• Source extract:
**********
I mean you’re right but that’s exactly his point and it’s why he is criticizing misclassification loss, since there we would only be looking at absolute values. It’s also the reason he proposes cross-entropy loss and it automatically addresses your concerns as well.
@9:40 - MIS-CLASSIFICATION LOSS -- R being REGION , and given Class Count is CAPITAL-C , num classes = CAPITAL-C , he has defined - p-hat-c to be the proportion of examples in Region R , which are of Class NotCapital-C .
shouldn't the cross entropy loss at 20:00 be the negative sum of y log p(hat), where y is its true classification? I'm not sure why p hat appears twice in this equation
These days the level of presentations is so good thanks to opencoursewares. Even videos prepared by some random dudes is quite good due to high efforts in preparing and refining them. This particular lecture might look a little on the downside of today's standards but come on it is still pretty descent. I am pretty sure he would also improve after this, after all experience and practice is the only way
@@nagendranaidu1933 I would recommend Kilian Weinberger, he's a professor at Cornell and has a youtube channel with all his machine learning lectures. He's an excellent teacher, one of the best, imo.
I got a high level understanding of DTs but it stayed too qualitative and hand wavy. Add to it the confusion of the first few minutes, there's little to take away in the entire lecture.
**********
• The data:
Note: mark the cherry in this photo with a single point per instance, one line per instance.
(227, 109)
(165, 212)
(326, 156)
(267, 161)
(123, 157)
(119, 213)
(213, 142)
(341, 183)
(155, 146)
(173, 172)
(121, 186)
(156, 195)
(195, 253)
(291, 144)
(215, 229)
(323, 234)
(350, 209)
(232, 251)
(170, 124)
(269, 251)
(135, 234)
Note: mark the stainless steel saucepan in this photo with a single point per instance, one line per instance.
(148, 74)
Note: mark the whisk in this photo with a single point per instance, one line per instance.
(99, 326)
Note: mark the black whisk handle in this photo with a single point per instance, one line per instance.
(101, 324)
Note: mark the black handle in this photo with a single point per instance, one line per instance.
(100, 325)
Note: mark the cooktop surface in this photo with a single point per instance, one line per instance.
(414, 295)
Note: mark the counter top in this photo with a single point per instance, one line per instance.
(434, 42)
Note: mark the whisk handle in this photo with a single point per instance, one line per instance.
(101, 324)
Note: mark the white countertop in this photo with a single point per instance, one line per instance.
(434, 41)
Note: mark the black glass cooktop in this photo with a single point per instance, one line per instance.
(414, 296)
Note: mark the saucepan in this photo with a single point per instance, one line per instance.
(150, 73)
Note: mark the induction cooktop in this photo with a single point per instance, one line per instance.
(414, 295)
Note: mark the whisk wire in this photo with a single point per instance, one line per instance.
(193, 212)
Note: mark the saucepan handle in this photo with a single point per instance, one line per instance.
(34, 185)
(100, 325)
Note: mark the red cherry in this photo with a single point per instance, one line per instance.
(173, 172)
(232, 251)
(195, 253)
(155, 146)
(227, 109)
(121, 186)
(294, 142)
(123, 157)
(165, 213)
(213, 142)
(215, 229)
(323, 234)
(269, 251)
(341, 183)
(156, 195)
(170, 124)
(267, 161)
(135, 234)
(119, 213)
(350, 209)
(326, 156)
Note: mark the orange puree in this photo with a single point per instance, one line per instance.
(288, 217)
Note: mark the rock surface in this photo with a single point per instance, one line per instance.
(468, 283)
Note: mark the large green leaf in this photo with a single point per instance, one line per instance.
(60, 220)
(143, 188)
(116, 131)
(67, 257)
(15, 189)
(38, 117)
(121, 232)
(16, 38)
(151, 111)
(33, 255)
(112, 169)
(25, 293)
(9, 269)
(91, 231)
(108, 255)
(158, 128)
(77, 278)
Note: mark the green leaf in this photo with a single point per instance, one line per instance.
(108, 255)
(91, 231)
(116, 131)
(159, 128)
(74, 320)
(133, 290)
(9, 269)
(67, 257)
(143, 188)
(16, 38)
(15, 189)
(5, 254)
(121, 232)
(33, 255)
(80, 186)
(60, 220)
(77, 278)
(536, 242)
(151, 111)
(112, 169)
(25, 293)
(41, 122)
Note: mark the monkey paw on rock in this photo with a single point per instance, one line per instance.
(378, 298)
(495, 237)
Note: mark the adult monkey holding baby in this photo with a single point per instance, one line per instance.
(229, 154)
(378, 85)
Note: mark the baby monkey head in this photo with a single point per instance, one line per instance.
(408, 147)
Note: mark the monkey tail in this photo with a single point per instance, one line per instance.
**********
• Task set:
A) Answer these questions about the lecture comments, one line each, marked the same way:
(i) At what time in the lecture is the cross-entropy loss the commenter questions?
(ii) Who is recommended as a teacher, and where is he a professor?
(iii) Which loss does the first comment say is proposed?
B) Scale the entries between the line containing "Note: mark the large" and the end of the entries, inclusive, by multiplying every coordinate in the answers by 2.5 and rounding to whole numbers, with halves rounded up. Rewrite all of those lines, including the lines that begin with "Note:", and give only those lines.

• Answers to each task:
A)
(i) 20:00
(ii) Kilian Weinberger, a professor at Cornell
(iii) Cross-entropy loss

B)
Note: mark the large green leaf in this photo with a single point per instance, one line per instance.
(150, 550)
(358, 470)
(290, 328)
(168, 643)
(38, 473)
(95, 293)
(303, 580)
(40, 95)
(378, 278)
(83, 638)
(280, 423)
(63, 733)
(23, 673)
(228, 578)
(270, 638)
(395, 320)
(193, 695)
Note: mark the green leaf in this photo with a single point per instance, one line per instance.
(270, 638)
(228, 578)
(290, 328)
(398, 320)
(185, 800)
(333, 725)
(23, 673)
(168, 643)
(358, 470)
(40, 95)
(38, 473)
(13, 635)
(303, 580)
(83, 638)
(200, 465)
(150, 550)
(193, 695)
(1340, 605)
(378, 278)
(280, 423)
(63, 733)
(103, 305)
Note: mark the monkey paw on rock in this photo with a single point per instance, one line per instance.
(945, 745)
(1238, 593)
Note: mark the adult monkey holding baby in this photo with a single point per instance, one line per instance.
(573, 385)
(945, 213)
Note: mark the baby monkey head in this photo with a single point per instance, one line per instance.
(1020, 368)
Note: mark the monkey tail in this photo with a single point per instance, one line per instance.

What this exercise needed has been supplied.